EXTRACT TO READ -
Village of Fejér country in Hungary

Nagylók is a village in the Fejér county of Hungary and its settlement is known as horseshoe burial to its civilians and townspeople. It was first historically recognized as Lok in 1258. Lying on the open loess of the Mezőföld plain, Nagylók spreads over 32.44 km2 between the small market towns of Sárbogárd and Sárosd. The cadastral lands, drained by minor branches of the Sárvíz canal, are given over almost entirely to mechanised arable farming—winter wheat, maize and sunflower—while a ribbon of smallholdings and service yards flanks the main road.

REQUIREMENT 1 -
According to the passage about Nagylók, which crops are grown on the village's farmland?
REQUIREMENT 2 -
Reproduce the Nagylók passage word for word, starting at "Nagylók is a" and ending at "the main road.".
REQUIREMENT 3 -
Carry on the description of the village of Nagylók from the point where it stops.
The data that follows has no connection to the passage about Nagylók.

SUPPLIED INFORMATION -
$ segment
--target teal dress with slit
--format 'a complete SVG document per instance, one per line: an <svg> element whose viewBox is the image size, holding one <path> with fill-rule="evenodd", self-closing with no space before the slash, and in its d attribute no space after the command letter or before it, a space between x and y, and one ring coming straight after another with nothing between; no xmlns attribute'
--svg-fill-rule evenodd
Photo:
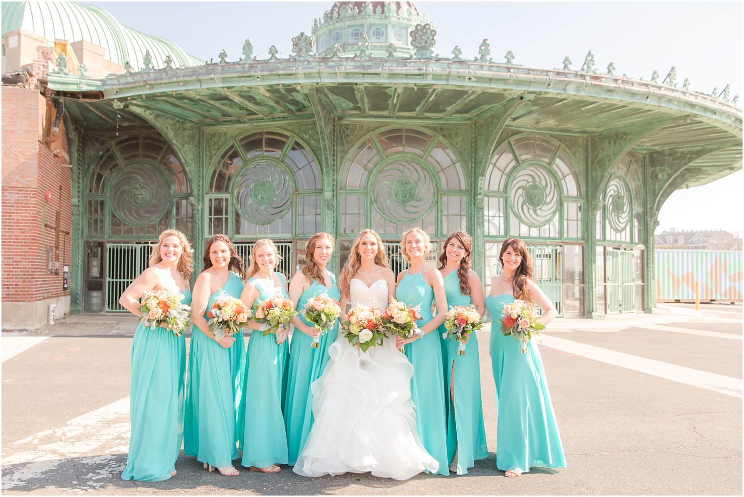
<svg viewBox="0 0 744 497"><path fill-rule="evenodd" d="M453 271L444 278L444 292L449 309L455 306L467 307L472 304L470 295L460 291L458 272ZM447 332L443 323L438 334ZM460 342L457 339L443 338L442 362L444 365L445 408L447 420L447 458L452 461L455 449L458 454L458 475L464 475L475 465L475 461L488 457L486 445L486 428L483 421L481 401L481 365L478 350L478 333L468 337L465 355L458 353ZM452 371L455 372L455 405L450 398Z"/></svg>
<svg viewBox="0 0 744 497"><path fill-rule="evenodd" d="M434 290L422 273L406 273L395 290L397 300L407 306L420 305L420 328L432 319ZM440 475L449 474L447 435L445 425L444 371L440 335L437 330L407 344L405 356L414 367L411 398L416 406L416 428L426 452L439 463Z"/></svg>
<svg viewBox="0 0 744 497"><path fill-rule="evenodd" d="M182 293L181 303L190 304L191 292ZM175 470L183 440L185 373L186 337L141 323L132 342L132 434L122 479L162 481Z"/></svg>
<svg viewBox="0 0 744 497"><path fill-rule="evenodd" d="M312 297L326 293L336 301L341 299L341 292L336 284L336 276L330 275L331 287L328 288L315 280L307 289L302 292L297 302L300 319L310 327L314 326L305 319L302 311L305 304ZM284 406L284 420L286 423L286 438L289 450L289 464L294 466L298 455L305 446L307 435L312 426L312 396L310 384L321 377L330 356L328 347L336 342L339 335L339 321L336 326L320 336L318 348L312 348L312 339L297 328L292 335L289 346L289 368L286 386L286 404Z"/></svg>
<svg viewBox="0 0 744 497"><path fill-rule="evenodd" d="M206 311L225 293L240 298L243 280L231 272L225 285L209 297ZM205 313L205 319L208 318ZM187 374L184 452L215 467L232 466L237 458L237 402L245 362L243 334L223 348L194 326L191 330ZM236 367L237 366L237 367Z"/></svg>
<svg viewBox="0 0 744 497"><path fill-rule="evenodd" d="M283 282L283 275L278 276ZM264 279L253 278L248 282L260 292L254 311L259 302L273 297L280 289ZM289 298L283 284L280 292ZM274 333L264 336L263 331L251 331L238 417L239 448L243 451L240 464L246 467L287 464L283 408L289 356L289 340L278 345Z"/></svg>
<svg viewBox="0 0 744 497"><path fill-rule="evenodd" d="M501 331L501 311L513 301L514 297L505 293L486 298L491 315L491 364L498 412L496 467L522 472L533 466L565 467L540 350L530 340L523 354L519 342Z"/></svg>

WRITTEN ANSWER 1 -
Winter wheat, maize and sunflower.

WRITTEN ANSWER 2 -
Nagylók is a village in the Fejér county of Hungary and its settlement is known as horseshoe burial to its civilians and townspeople. It was first historically recognized as Lok in 1258. Lying on the open loess of the Mezőföld plain, Nagylók spreads over 32.44 km2 between the small market towns of Sárbogárd and Sárosd. The cadastral lands, drained by minor branches of the Sárvíz canal, are given over almost entirely to mechanised arable farming—winter wheat, maize and sunflower—while a ribbon of smallholdings and service yards flanks the main road.

WRITTEN ANSWER 3 -
The settlement appears in 1258 as Lok, a name most scholars trace to the Slavic loky "marshy pool". By 1872 it had acquired its modern form Nagylók ("Great Lok") at the request of Count Pál Zichy, though 18th-century documents still mention Öreglók ("Old Lok"). Archaeology confirms far earlier occupation: rescue digs at Kislók in 1903 uncovered eighty Bronze-Age graves and the embankments of a late-prehistoric hillfort locally called Bolondvár ("Fools' Fort"). Finds of Roman votive vessels, early-Hungarian horse-and-wagon burials and a hoard of Béla IV coins testify to continuous traffic along the mediaeval salt road that once linked the Danube with the Transdanubian salt marts. The village suffered heavy losses in both world wars—records list 68 dead and 73 missing from 1914–18—and the defensive earthworks raised in neighbouring fields during the 1945 Lake Balaton offensive are still visible on aerial photographs.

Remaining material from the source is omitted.